» WHAT THIS TASK INVOLVES
Convert the portion of the items that begins with the line containing "trace the outline of every instance of the mountain" and ends with the line containing "194 80 L 256", both lines included, into a Markdown table with the columns Row and Line. Omit blank lines.

» DATA FOR THE TASK
__________________________________________________

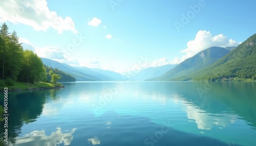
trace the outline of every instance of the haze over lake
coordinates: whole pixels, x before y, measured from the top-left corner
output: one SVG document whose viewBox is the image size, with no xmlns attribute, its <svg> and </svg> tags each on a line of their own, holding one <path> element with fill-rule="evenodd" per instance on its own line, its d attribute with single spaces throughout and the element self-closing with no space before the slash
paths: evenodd
<svg viewBox="0 0 256 146">
<path fill-rule="evenodd" d="M 62 84 L 66 87 L 60 89 L 9 93 L 12 144 L 253 145 L 256 143 L 256 82 Z M 4 96 L 1 94 L 2 100 Z"/>
</svg>

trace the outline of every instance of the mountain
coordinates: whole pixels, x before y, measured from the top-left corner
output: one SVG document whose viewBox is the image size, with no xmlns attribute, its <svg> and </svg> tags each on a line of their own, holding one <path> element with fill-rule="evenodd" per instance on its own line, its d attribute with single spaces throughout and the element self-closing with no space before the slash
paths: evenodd
<svg viewBox="0 0 256 146">
<path fill-rule="evenodd" d="M 102 81 L 123 81 L 123 77 L 119 73 L 111 70 L 103 70 L 99 68 L 89 68 L 86 67 L 75 67 L 82 72 L 93 75 Z"/>
<path fill-rule="evenodd" d="M 194 80 L 256 77 L 256 34 L 207 67 L 189 75 Z"/>
<path fill-rule="evenodd" d="M 59 70 L 57 68 L 52 68 L 47 65 L 45 65 L 45 68 L 46 69 L 46 72 L 49 72 L 50 70 L 53 70 L 53 72 L 56 74 L 59 75 L 61 77 L 60 79 L 58 80 L 58 82 L 75 82 L 76 78 L 70 74 L 67 74 L 61 70 Z M 52 77 L 50 75 L 47 74 L 47 80 L 50 81 Z"/>
<path fill-rule="evenodd" d="M 52 68 L 57 68 L 75 77 L 77 81 L 101 81 L 96 77 L 83 72 L 78 69 L 65 63 L 60 63 L 57 61 L 45 58 L 41 58 L 42 63 Z"/>
<path fill-rule="evenodd" d="M 123 81 L 123 77 L 119 73 L 111 70 L 86 67 L 73 67 L 65 63 L 47 58 L 41 58 L 44 64 L 57 68 L 75 77 L 77 81 Z"/>
<path fill-rule="evenodd" d="M 161 66 L 150 67 L 136 74 L 132 78 L 132 80 L 144 81 L 147 79 L 159 77 L 177 65 L 177 64 L 166 64 Z"/>
<path fill-rule="evenodd" d="M 107 76 L 108 77 L 112 79 L 111 80 L 114 80 L 114 81 L 124 80 L 124 77 L 121 75 L 120 74 L 116 72 L 114 72 L 111 70 L 103 70 L 101 69 L 96 68 L 91 68 L 91 69 L 101 75 L 104 75 L 105 76 Z"/>
<path fill-rule="evenodd" d="M 208 48 L 185 60 L 163 75 L 149 80 L 188 80 L 188 75 L 210 65 L 229 52 L 224 47 Z"/>
<path fill-rule="evenodd" d="M 232 51 L 233 50 L 234 50 L 234 48 L 236 47 L 237 47 L 236 46 L 227 46 L 225 47 L 225 48 L 228 51 Z"/>
</svg>

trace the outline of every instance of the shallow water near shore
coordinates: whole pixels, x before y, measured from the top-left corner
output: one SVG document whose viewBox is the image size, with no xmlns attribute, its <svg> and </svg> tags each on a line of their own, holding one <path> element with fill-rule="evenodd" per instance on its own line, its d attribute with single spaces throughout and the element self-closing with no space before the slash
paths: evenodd
<svg viewBox="0 0 256 146">
<path fill-rule="evenodd" d="M 62 84 L 9 93 L 10 145 L 256 143 L 255 82 Z"/>
</svg>

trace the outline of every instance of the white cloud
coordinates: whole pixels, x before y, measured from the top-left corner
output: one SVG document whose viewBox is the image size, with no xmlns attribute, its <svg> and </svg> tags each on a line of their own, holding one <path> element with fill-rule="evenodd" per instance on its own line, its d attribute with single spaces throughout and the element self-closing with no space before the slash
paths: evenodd
<svg viewBox="0 0 256 146">
<path fill-rule="evenodd" d="M 46 0 L 0 1 L 0 22 L 22 23 L 36 31 L 45 31 L 51 27 L 59 34 L 63 31 L 78 33 L 71 18 L 64 19 L 50 11 Z"/>
<path fill-rule="evenodd" d="M 163 58 L 160 58 L 157 60 L 145 61 L 143 62 L 143 63 L 140 62 L 140 63 L 135 64 L 130 69 L 127 69 L 124 72 L 135 70 L 138 71 L 143 70 L 150 67 L 157 67 L 165 65 L 166 64 L 177 64 L 177 63 L 169 62 L 168 61 L 168 59 L 164 57 Z"/>
<path fill-rule="evenodd" d="M 223 34 L 219 34 L 214 36 L 209 31 L 198 31 L 196 37 L 187 43 L 187 48 L 180 51 L 185 55 L 181 59 L 175 58 L 171 62 L 180 63 L 185 59 L 190 58 L 200 51 L 211 46 L 227 47 L 237 46 L 241 42 L 238 42 L 231 39 L 228 39 Z"/>
<path fill-rule="evenodd" d="M 81 64 L 82 66 L 86 66 L 89 68 L 101 68 L 100 62 L 96 59 L 88 60 L 83 62 L 80 62 L 80 64 Z"/>
<path fill-rule="evenodd" d="M 97 27 L 101 23 L 101 20 L 100 19 L 98 19 L 96 17 L 94 17 L 92 20 L 90 20 L 89 19 L 88 21 L 88 25 L 92 27 Z"/>
<path fill-rule="evenodd" d="M 105 37 L 107 39 L 111 39 L 111 38 L 112 38 L 112 36 L 111 34 L 108 34 L 108 35 L 105 36 Z"/>
<path fill-rule="evenodd" d="M 166 58 L 163 58 L 158 60 L 154 61 L 151 63 L 151 66 L 153 67 L 160 66 L 166 65 L 168 64 L 169 64 L 168 60 Z"/>
</svg>

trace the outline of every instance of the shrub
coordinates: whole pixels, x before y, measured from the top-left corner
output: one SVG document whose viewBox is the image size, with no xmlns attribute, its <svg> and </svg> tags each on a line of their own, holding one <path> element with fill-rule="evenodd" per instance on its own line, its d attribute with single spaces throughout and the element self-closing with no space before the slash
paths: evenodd
<svg viewBox="0 0 256 146">
<path fill-rule="evenodd" d="M 5 85 L 5 82 L 2 80 L 0 80 L 0 87 L 4 87 Z"/>
</svg>

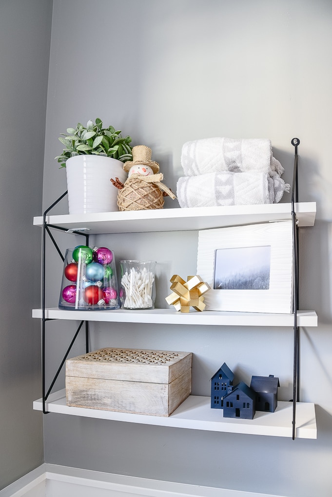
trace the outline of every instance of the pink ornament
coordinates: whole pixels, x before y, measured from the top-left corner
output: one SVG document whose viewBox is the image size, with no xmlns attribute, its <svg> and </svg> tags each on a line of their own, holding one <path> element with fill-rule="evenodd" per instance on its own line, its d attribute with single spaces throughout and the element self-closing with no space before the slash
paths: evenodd
<svg viewBox="0 0 332 497">
<path fill-rule="evenodd" d="M 76 300 L 76 287 L 75 285 L 65 286 L 62 290 L 62 298 L 69 304 L 75 304 Z"/>
<path fill-rule="evenodd" d="M 103 288 L 102 293 L 103 298 L 106 304 L 108 304 L 110 300 L 115 300 L 118 296 L 116 290 L 109 286 Z"/>
<path fill-rule="evenodd" d="M 113 260 L 113 253 L 107 247 L 99 247 L 93 252 L 93 258 L 99 264 L 110 264 Z"/>
</svg>

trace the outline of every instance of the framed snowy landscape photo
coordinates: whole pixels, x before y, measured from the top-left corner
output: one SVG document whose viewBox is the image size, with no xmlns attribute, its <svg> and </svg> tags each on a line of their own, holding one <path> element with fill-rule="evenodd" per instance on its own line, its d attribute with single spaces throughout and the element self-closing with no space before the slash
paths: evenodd
<svg viewBox="0 0 332 497">
<path fill-rule="evenodd" d="M 197 274 L 206 310 L 292 313 L 292 222 L 199 231 Z"/>
</svg>

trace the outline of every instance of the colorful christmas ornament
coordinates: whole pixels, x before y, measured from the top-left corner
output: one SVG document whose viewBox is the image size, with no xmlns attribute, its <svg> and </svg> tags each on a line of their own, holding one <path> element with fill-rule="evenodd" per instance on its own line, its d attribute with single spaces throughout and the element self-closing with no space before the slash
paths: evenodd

__________________________________________________

» WRITTEN ANSWER
| Row | Line |
|---|---|
| 1 | trace the outline of every instance of the mountain |
| 2 | coordinates: whole pixels, x before y, measured from the top-left corner |
| 3 | output: one SVG document whose viewBox is the image size, with no xmlns attribute, its <svg> and </svg> tags each on a line of their own, holding one <path> element with fill-rule="evenodd" per instance on its own line, its d attribute with single spaces throughout and the element self-closing with no space before the slash |
| 4 | paths: evenodd |
| 5 | <svg viewBox="0 0 256 146"> |
| 6 | <path fill-rule="evenodd" d="M 102 81 L 123 81 L 123 77 L 119 73 L 111 70 L 103 70 L 99 68 L 89 68 L 86 67 L 75 67 L 82 72 L 93 75 Z"/> |
| 7 | <path fill-rule="evenodd" d="M 194 80 L 256 77 L 256 34 L 207 67 L 189 75 Z"/> |